►

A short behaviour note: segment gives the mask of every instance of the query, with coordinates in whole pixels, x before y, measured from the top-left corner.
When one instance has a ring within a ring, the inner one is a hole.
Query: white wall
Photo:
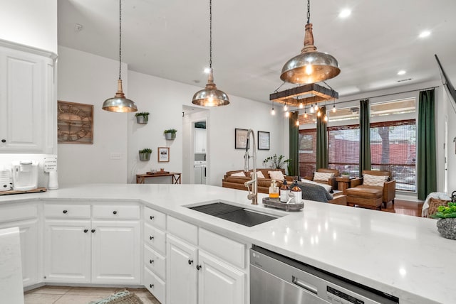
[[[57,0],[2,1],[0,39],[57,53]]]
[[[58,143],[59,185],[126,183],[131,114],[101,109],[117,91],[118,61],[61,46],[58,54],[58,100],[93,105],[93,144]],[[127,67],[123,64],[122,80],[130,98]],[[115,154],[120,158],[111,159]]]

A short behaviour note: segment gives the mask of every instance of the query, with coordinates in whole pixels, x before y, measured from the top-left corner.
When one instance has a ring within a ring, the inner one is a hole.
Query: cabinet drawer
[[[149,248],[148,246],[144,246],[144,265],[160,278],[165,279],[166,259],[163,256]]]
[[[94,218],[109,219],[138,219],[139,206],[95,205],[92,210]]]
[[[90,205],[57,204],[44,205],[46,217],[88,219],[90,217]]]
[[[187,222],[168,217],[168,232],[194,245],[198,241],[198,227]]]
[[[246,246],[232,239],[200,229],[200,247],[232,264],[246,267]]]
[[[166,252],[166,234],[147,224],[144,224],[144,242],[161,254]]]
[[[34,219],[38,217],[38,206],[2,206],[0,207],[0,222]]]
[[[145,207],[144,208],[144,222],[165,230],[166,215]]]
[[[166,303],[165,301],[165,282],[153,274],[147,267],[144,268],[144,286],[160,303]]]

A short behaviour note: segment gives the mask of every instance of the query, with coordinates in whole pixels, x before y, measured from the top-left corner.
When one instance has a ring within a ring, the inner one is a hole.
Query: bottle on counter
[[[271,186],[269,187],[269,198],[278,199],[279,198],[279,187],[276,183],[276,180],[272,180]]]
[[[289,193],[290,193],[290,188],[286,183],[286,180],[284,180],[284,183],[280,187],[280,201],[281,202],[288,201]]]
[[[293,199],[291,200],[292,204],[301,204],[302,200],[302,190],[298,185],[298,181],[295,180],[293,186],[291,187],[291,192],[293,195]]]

◄

◆ **GOAL**: Write out every line above again, requests included, with each coordinate in the answers multiplied by 1.6 and rounded to a whole number, halves going up. Leave out the pictures.

◆ **EXERCISE SOLUTION**:
A short behaviour note: segment gives the mask of every instance of the query, with coordinates in whole pixels, x before y, measured from the top-left corner.
When one instance has a ring within a ring, the inner one is a hole.
Query: white wall
Photo:
[[[91,0],[3,2],[0,62],[91,85]]]
[[[93,229],[94,296],[202,293],[210,182],[162,174],[187,146],[189,98],[98,74],[93,86],[93,160],[149,168],[149,230]],[[203,107],[197,102],[195,128],[208,157]],[[184,246],[192,253],[178,254]]]

A short behaviour note: segment gives the mask of every instance of the query, with coordinates in whole pixels, x before y, measured from the top-left corner.
When one instance has a ring within a ring, the inner one is a hole.
Query: cabinet drawer
[[[238,397],[237,394],[230,394],[230,424],[256,445],[264,446],[266,414],[261,410]]]
[[[150,349],[174,350],[221,350],[222,330],[152,328],[147,336]]]
[[[144,328],[91,326],[70,328],[74,347],[141,350],[144,347]]]
[[[299,355],[269,347],[269,371],[310,392],[317,386],[317,363]]]
[[[394,394],[371,382],[320,366],[320,395],[371,422],[394,427]]]
[[[266,403],[266,374],[235,358],[230,358],[230,387],[258,406]]]
[[[54,350],[61,347],[61,330],[3,330],[0,331],[0,355]]]
[[[232,331],[230,333],[230,355],[264,368],[266,344]]]
[[[266,485],[264,482],[264,451],[245,438],[235,427],[230,429],[230,458],[256,485]]]

A short behaviour note: segment gives the mask of every instance of the query, with coordinates in whole pixels, x before y, measured from the top-left corner.
When one instance has a ring within a ring, the inner one is a hole.
Query: bottle on counter
[[[434,298],[430,299],[430,317],[445,318],[446,317],[446,299],[442,293],[442,288],[435,288]]]
[[[462,309],[464,309],[464,301],[458,293],[458,288],[454,288],[454,293],[448,299],[448,322],[450,323],[461,322]]]
[[[469,318],[466,320],[467,326],[482,326],[483,320],[483,304],[477,296],[477,290],[472,288],[469,298],[466,299],[466,307],[469,312]]]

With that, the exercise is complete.